PASSAGE PROVIDED
★ ★ ★

It was the word I heard him say more than any other single word in over four decades of deep friendship. He said it the same way every time, but, inexplicably, it fit every possible situation.
I told him a sadness; he said, “Well …,” and I felt comforted.
I told him a gladness; he said, “Well …,” and I felt lifted.
I told him a brag; he said, “Well …,” and I felt proud.
I told him Baptist gossip, and he said, “Well …,” and I felt unashamed.
I told him about a friend’s folly, and he said, “Well …,” and I felt bonded.
I told him a soul secret, and he said, “Well …,” and I felt OK.
Words have meanings, but even more, as Frank Stagg taught me, they have usages. Hardy Clemons multiplied tenfold the use of the word, “Well.” When he said, “Well …” he never flinched. Everything in his body language, said, “It’s fine, you are safe here, go on.”
I first heard of Hardy when I was a graduate student trying to land a Ph.D. dissertation topic in the mid ’60s. I knew my preferred subject. In fact, I was passionate about it. I desperately wanted to write a paper on “The Theology of Harry Emerson Fosdick.”
Fosdick, so pilloried by fundamentalists and accused of destroying faith, had expanded and deepened my grip on faith while I was a seminary student. So I wrote Fosdick my thanks. He promptly wrote back, a handwritten letter that looked exactly like the script on the cover of his book Dear Mr. Brown. Kay framed that letter for me. I pompously hung it on my study wall. One of my few theological treasures, I lost it in a fire at Carson-Newman College in 1975.
When I began to search to see if my proposed dissertation topic had been claimed, I discovered that such a paper recently had been completed at Southwestern Baptist Theological Seminary in Fort Worth, Texas. Hardy Clemmons had written it. So, the first time I heard his name, I disliked him! Years later Hardy and I would talk “Fosdick” into the night.

★ ★ ★

SOURCE MATERIAL
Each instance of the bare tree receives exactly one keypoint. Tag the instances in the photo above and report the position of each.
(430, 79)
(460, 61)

★ ★ ★

DIRECTIVES
(A) From the essay on the word "Well" above, extract the passage from "I told him a gladness;" to "I felt unashamed.".
(B) Answer these questions from the essay on the word "Well" above:
(i) Who taught the writer that words have usages as well as meanings?
(ii) Where and in what year was the letter from Fosdick lost?
(iii) At which seminary had a dissertation on Fosdick recently been completed?

ANSWER SET
(A)
I told him a gladness; he said, “Well …,” and I felt lifted.
I told him a brag; he said, “Well …,” and I felt proud.
I told him Baptist gossip, and he said, “Well …,” and I felt unashamed.

(B)
(i) Frank Stagg
(ii) In a fire at Carson-Newman College in 1975
(iii) Southwestern Baptist Theological Seminary in Fort Worth, Texas